---- The data

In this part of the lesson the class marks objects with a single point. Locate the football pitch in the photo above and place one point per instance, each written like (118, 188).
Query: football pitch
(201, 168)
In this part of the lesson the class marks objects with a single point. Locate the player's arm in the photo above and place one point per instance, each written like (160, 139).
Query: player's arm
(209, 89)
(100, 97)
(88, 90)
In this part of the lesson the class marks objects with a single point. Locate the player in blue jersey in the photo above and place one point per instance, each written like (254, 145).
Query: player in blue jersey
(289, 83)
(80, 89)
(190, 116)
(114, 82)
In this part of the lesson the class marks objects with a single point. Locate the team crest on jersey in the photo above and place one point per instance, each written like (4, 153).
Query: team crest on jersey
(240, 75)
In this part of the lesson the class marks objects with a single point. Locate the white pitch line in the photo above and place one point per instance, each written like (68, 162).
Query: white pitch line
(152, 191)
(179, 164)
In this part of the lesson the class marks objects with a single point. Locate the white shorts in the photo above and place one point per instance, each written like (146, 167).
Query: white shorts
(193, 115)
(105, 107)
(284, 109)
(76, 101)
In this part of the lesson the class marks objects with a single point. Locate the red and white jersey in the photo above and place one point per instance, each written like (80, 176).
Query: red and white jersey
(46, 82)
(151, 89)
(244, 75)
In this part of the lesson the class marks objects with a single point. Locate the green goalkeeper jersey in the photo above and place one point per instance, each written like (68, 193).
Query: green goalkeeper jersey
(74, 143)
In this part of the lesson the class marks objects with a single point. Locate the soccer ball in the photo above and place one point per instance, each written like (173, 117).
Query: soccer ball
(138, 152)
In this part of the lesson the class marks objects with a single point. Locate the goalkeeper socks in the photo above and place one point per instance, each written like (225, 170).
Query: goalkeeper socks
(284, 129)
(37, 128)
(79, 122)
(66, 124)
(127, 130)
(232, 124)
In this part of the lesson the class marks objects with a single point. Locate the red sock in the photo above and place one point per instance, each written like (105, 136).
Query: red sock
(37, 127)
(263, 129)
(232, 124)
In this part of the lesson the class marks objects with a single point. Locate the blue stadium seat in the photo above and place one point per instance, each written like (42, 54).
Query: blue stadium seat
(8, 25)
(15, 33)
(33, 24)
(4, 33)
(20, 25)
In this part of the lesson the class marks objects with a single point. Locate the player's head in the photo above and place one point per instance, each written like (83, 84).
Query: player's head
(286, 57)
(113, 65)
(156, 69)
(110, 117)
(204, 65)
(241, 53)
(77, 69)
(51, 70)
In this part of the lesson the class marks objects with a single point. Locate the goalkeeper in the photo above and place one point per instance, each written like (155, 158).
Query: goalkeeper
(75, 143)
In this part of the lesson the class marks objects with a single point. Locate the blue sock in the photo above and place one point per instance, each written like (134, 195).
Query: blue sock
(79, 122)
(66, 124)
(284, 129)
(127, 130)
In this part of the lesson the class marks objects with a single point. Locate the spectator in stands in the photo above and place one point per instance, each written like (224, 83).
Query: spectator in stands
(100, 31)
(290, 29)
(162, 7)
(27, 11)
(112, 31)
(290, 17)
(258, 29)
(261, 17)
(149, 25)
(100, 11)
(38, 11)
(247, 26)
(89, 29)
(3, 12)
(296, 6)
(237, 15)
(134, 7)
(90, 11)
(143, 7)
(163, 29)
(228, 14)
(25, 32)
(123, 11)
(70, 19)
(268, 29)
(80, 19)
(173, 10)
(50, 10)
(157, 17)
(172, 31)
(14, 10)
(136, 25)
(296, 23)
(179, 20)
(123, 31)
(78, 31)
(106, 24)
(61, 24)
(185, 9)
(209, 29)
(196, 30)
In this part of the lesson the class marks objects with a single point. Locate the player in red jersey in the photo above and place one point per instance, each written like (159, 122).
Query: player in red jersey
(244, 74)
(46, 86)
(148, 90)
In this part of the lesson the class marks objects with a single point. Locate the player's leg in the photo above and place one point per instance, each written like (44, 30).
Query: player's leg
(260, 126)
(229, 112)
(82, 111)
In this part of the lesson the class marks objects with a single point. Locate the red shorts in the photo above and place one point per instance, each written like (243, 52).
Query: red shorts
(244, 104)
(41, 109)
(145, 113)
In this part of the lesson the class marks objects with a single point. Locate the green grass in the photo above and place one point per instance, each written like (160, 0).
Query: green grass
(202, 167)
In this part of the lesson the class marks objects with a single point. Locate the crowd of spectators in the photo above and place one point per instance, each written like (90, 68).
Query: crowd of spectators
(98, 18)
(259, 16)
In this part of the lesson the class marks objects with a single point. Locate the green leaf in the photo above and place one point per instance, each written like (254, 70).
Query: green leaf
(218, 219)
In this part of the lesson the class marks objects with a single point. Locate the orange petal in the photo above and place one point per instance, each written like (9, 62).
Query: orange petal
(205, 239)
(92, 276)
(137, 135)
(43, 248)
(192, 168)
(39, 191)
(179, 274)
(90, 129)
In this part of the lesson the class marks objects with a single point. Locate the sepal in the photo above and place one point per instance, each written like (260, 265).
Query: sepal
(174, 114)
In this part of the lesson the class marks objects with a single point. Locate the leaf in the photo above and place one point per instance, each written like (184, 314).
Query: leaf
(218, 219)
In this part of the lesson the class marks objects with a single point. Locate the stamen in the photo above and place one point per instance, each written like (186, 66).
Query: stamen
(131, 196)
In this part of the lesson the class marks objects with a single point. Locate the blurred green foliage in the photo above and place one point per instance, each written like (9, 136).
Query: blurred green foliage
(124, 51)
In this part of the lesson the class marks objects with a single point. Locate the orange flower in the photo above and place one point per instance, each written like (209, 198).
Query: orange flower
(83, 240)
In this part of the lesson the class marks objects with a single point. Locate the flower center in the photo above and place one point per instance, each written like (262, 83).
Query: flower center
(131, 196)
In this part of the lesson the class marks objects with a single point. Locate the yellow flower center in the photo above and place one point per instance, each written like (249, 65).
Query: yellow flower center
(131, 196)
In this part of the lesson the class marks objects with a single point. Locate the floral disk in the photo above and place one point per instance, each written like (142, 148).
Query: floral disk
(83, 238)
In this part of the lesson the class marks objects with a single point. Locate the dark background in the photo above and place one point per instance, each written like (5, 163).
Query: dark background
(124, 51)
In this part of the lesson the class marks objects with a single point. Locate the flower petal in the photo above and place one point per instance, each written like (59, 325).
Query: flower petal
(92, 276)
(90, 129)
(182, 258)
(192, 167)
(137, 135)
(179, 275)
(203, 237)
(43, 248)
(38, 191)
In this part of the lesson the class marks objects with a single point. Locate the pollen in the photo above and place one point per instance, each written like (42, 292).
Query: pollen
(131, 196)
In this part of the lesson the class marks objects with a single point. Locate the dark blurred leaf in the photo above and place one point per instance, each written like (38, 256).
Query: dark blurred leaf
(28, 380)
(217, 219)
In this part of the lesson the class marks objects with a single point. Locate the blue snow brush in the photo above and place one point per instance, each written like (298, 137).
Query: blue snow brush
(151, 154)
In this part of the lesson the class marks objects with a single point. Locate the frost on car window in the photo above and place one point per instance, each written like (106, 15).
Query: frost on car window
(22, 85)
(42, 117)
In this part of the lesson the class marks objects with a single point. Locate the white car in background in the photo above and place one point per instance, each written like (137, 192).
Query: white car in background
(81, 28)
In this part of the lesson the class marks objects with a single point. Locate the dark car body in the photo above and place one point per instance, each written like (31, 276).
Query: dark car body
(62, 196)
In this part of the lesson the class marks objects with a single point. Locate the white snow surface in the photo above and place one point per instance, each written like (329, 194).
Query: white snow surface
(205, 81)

--------
---- The data

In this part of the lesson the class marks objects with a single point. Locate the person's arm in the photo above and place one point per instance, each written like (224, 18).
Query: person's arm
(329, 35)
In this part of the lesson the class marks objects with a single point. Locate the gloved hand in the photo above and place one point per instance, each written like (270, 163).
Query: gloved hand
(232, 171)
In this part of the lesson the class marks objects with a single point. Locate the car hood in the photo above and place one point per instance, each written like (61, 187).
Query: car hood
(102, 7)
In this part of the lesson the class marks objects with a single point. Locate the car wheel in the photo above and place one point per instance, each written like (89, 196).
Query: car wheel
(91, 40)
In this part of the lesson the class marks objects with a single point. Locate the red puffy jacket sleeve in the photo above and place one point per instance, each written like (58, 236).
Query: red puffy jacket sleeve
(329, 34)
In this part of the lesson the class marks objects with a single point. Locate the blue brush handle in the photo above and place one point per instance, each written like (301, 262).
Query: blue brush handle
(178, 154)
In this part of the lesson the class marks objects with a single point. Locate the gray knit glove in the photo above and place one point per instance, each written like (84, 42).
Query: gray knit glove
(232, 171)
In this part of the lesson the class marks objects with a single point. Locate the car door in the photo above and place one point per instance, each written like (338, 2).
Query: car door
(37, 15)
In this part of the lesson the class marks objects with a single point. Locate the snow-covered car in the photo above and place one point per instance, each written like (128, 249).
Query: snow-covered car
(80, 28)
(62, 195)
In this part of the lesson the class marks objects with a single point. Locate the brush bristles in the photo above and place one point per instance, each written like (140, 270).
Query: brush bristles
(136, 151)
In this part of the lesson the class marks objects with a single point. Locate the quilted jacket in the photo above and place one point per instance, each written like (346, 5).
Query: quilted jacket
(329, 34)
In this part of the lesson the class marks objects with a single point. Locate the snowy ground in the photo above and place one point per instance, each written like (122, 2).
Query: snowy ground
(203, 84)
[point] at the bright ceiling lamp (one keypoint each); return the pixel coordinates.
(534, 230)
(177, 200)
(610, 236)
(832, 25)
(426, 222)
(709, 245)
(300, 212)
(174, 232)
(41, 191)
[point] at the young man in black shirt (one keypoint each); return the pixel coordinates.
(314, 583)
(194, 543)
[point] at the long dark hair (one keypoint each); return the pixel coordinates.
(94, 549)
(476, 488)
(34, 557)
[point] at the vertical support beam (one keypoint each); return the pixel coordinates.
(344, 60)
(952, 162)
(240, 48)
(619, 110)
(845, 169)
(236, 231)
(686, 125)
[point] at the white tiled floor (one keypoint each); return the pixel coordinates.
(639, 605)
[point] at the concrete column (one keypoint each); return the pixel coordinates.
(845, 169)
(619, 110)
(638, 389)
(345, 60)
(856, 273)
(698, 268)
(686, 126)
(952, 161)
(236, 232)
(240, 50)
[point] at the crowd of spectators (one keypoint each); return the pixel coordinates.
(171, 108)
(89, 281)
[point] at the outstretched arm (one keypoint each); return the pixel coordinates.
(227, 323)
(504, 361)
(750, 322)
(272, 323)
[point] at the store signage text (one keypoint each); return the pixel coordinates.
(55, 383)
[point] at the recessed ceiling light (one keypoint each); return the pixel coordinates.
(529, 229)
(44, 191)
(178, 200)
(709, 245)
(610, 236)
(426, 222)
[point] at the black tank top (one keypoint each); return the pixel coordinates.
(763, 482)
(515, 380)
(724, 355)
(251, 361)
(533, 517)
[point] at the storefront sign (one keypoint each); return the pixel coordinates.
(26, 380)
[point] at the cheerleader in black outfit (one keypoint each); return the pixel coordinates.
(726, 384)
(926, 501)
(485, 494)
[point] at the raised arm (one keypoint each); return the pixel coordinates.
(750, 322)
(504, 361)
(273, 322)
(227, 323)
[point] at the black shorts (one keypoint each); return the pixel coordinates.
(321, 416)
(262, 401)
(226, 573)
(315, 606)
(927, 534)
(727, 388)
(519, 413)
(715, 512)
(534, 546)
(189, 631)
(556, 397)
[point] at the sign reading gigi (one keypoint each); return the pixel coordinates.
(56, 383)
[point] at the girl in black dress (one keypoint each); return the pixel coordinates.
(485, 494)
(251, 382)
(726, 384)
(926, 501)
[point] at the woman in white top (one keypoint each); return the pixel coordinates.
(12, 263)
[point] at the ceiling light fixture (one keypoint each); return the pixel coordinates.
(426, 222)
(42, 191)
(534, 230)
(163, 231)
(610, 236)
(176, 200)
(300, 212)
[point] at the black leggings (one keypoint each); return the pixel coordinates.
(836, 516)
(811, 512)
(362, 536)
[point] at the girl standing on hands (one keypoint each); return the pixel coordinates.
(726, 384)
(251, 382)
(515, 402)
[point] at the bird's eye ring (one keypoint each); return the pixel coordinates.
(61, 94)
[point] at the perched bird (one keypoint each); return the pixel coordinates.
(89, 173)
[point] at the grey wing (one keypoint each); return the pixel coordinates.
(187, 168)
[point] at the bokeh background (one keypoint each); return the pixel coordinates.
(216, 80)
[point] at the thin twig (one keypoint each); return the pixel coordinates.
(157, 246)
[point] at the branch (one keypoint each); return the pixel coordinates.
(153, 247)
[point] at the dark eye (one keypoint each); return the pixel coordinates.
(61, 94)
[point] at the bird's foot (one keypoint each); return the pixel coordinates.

--------

> [What is required] Where the line holding "[point] at the thin" appears in the listing above, start reproducing exactly, and end with the line holding "[point] at the bird's foot".

> [Response below]
[point] at the thin twig (one keypoint each); return the pixel coordinates.
(157, 246)
[point] at the branch (one keypoint each); return the pixel coordinates.
(153, 247)
[point] at the dark eye (one keypoint each); return the pixel coordinates.
(61, 94)
[point] at the bird's foot (one keypoint each); return the pixel coordinates.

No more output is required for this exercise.